§ Trecho
####################

Folha – O que é felicidade, então?

 

Felicidade é bem-estar. Não é busca incessante por sensações prazerosas. Tudo bem querer sentir prazer, mas é algo efêmero. Felicidade é outro negócio: é realização, satisfação e florescimento. Felicidade é consequência de várias qualidades, entre elas a liberdade interior. Não liberdade para você fazer o que quiser, mas em relação a pensamentos que escravizam. Obsessões, ganância, raiva, ciúmes, arrogância. Depois de 15 anos de pesquisas e encontros com cientistas, cheguei à conclusão que o altruísmo é a mais importante das qualidades que compõem a felicidade.

 

Vivemos num mundo em que parece haver mais individualismo, ganância e corrupção que altruísmo. A gente subestima enormemente o fato que, na vida cotidiana, há muito mais gestos de bondade e gentileza que de agressividade ou maldade. Não prestamos atenção no fato de as pessoas se reunirem nas ruas ou no trabalho sem se estapear a cada cinco minutos. Achamos normal. Mas se em uma ocasião apenas dois colegas de trabalho trocarem socos, isso será assunto para o mês todo.

 

Como podemos ser mais felizes e altruístas, então?

####################

§ Dados fornecidos
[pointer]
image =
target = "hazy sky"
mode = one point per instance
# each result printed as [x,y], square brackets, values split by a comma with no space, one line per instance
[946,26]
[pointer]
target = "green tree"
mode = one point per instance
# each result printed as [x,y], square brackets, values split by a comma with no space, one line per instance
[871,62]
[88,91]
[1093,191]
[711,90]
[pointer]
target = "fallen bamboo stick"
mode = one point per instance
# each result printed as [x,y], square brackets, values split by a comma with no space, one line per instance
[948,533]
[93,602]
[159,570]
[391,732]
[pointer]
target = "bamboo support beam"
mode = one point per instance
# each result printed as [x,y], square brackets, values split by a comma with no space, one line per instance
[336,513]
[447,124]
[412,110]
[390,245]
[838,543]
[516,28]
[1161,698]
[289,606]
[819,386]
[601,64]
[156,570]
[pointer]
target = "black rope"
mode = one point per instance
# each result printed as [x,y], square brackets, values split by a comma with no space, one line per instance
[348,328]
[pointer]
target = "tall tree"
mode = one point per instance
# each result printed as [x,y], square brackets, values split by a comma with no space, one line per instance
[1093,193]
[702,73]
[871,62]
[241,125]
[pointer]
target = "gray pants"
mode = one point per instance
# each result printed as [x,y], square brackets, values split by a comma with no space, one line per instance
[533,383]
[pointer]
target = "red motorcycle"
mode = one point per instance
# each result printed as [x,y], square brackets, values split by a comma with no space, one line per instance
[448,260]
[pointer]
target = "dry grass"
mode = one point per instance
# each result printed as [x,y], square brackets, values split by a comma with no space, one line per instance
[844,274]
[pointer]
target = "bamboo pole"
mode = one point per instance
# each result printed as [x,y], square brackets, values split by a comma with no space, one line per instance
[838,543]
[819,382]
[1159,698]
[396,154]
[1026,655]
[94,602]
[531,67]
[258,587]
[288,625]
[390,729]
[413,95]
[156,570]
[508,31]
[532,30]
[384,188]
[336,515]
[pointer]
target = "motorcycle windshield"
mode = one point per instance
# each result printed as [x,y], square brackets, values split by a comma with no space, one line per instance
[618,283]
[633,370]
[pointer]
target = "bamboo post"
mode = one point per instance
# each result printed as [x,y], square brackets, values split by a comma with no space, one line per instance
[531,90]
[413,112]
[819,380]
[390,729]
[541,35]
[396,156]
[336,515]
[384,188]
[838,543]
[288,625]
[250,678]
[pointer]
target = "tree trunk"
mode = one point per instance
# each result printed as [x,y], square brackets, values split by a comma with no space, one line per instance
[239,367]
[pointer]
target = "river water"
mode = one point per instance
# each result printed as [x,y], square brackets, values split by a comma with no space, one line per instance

####################

§ O que se pede
Você pode repetir, sem nenhuma alteração, a parte do trecho sobre felicidade que vai de "Vivemos num mundo" até "o mês todo.", incluindo essas duas passagens?

§ Resposta esperada
Vivemos num mundo em que parece haver mais individualismo, ganância e corrupção que altruísmo. A gente subestima enormemente o fato que, na vida cotidiana, há muito mais gestos de bondade e gentileza que de agressividade ou maldade. Não prestamos atenção no fato de as pessoas se reunirem nas ruas ou no trabalho sem se estapear a cada cinco minutos. Achamos normal. Mas se em uma ocasião apenas dois colegas de trabalho trocarem socos, isso será assunto para o mês todo.